SOURCE -
━━━━

If we want to delete a~key, we find it first. If it is located on the last internal
level, we can delete it directly, together with one of the leaves under it.
We still have to check for underflow, though.

Keys located on the higher levels cannot be removed directly --- the internal node
would lose one pointer and we would have a~subtree left in our hands with no place
to connect it to. This situation is similar to deletion of a~node with two children
in a~binary search tree, so we can solve it similarly: We replace the deleted key
by its successor (which is the leftmost key in the deleted key's right subtree).
The successor lies on the last internal level, so it can be deleted directly.

The only remaining problem is fixing an undersized node. For a~moment we will assume
that the node is not the root, so it has $a-2$ keys. It is tempting to solve the underflow
by merging the node with one of its siblings. However, this can be done only if
the sibling contains few keys; otherwise, the merged node could be overfull. But if the
sibling is large, we can fix our problem by borrowing a~key from it.

━━━━

PROBLEMS AND TASKS -
• A. In the passage on deleting keys, what replaces a deleted key that sits on a higher level?
• B. Please copy the portion of the passage on deleting keys starting with "The successor lies" and going on through "a~key from it.".

Extracted rows:
━━━━

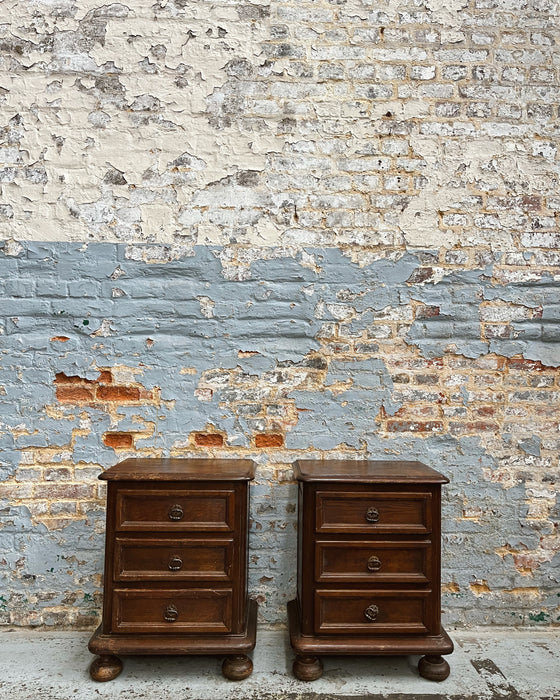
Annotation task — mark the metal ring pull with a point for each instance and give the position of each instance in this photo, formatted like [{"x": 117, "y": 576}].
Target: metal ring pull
[
  {"x": 372, "y": 515},
  {"x": 374, "y": 563},
  {"x": 171, "y": 613},
  {"x": 176, "y": 512},
  {"x": 175, "y": 562}
]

━━━━

EXPECTED OUTPUTS -
• A. Its successor, the leftmost key in the deleted key's right subtree.

• B.
The successor lies on the last internal level, so it can be deleted directly.

The only remaining problem is fixing an undersized node. For a~moment we will assume
that the node is not the root, so it has $a-2$ keys. It is tempting to solve the underflow
by merging the node with one of its siblings. However, this can be done only if
the sibling contains few keys; otherwise, the merged node could be overfull. But if the
sibling is large, we can fix our problem by borrowing a~key from it.